If you’ve been to a high school or college commencement lately, then you know the drill: at some point at least one speaker will urge the graduates to be “agents of change,” suggesting they’d like to see these students make the world a better place through some sort of social activism.
The problem with goading students to think this way is that it assumes they should be dissatisfied with the status quo. It asks students to dwell on the negative, to focus on what is wrong, to obsess on injustices, whether perceived or real. Which makes us imagine an alternative message that we rarely, if ever, hear: for graduates to go forth thinking about what is already good, to dwell on what is worthy of conserving, and why sometimes it can be important to be barriers to change.
In the context of protecting the environment, this message makes sense to pretty much everyone: let’s be careful stewards of nature. People may disagree with what this means in certain contexts and may disagree about how to weigh trade-offs, but everyone agrees that environmental concerns shouldn’t be casually dismissed.
At the same time; what does changing or reimagining the US mean? No country close to the population size of the US has wealth or income per person even close. People from around the world are eager to move here. Think about our blessings: property rights, freedom of contract and the ability to enforce those contracts, a democratic republic with a Constitution that separates executive and legislative functions, a bicameral legislature that makes it tough for temporary voting majorities to impose their will, and social institutions that foster individual rights. The list goes on and on.
And yet the academic class would like those graduating its intellectually narrow, and often overly shallow, confines to dwell on how to make our society different from what it is today.
Maybe that’s a natural consequence of living in a high-income and wealthy society. Academics, who in times past had higher status than those who run businesses, must think to themselves that something must be seriously wrong or rotten with a society in which so many others have more prestige than they have. If so, what’s being taught in schools and conveyed in commencement speeches simply reflects the status anxiety of the intellectual class and we should accept it as a symptom of long-term economic improvement (higher income and wealth) for people outside academia.
But, even if so, that doesn’t mean we should completely ignore or reject their message to be agents of change. After all, our country’s Founders were, in a sense, agents of change themselves, while also doing so in a way that conserved and expanded freedoms that had developed in certain parts of Western Civilization.
We can think of two areas in particular that are ripe for change, just in the education system itself. One would be breaking up government-run primary and secondary school systems by making school vouchers as widespread as possible. Another would be requiring colleges to have skin in the game when they get student loan money. If a student can’t repay a student loan, maybe colleges should eat half the cost. Or, instead of getting all the loan funds up-front, colleges should only get half up front, while also getting a 50% stake in all future loan payments (interest and principal) made by their students. How about that for change?
In the end, it’s also important to remember that preserving our dynamic free-market economic system is also a way to foster the kind of change that America needs, the kind that leads to less poverty and higher incomes. More entrepreneurship means more change, not less. Every single day, the US is built back better by entrepreneurs, while government flounders around making mistakes.
Look, it may be that the US is headed for a recession in the near term. But we also think that once graduating students embrace real change that also conserves what is best, while addressing the government failures that make things worse, they will help lead to the next bull market, which will be a long and strong one.

• **DATASET**

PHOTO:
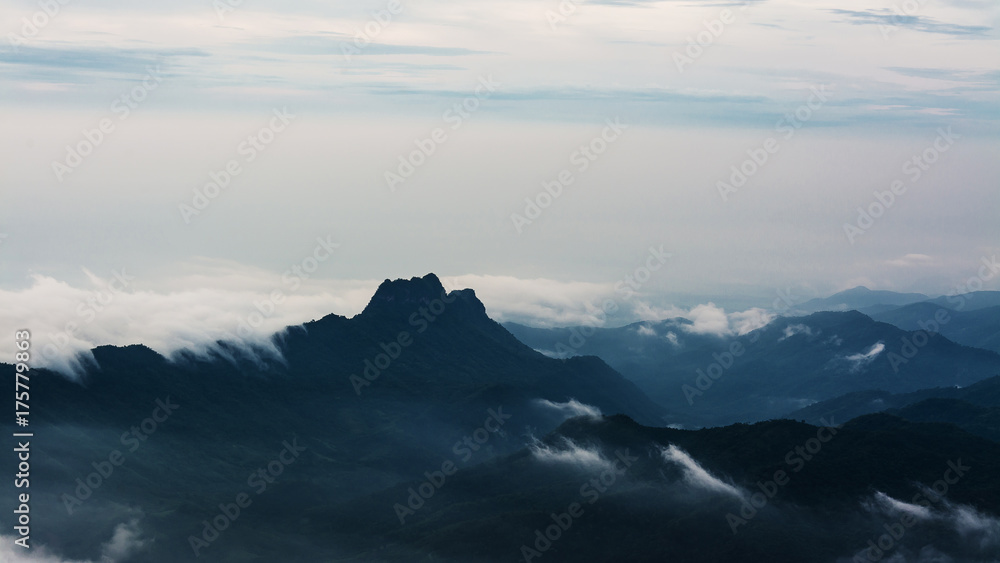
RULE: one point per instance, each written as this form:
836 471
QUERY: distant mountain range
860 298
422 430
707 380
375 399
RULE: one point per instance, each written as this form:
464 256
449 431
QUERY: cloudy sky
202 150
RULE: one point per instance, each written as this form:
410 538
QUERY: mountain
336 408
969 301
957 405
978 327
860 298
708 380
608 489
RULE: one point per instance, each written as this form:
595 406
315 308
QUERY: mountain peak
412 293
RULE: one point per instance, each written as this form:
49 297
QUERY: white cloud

• **EXERCISE OBJECTIVE**
Rewrite the essay on commencement speeches, everything from "At the same" down to "it is today.", with "bicameral legislature" changed to "two-chamber legislature". The lines have nothing to do with the text.

• **EXPECTED ANSWER**
At the same time; what does changing or reimagining the US mean? No country close to the population size of the US has wealth or income per person even close. People from around the world are eager to move here. Think about our blessings: property rights, freedom of contract and the ability to enforce those contracts, a democratic republic with a Constitution that separates executive and legislative functions, a two-chamber legislature that makes it tough for temporary voting majorities to impose their will, and social institutions that foster individual rights. The list goes on and on.
And yet the academic class would like those graduating its intellectually narrow, and often overly shallow, confines to dwell on how to make our society different from what it is today.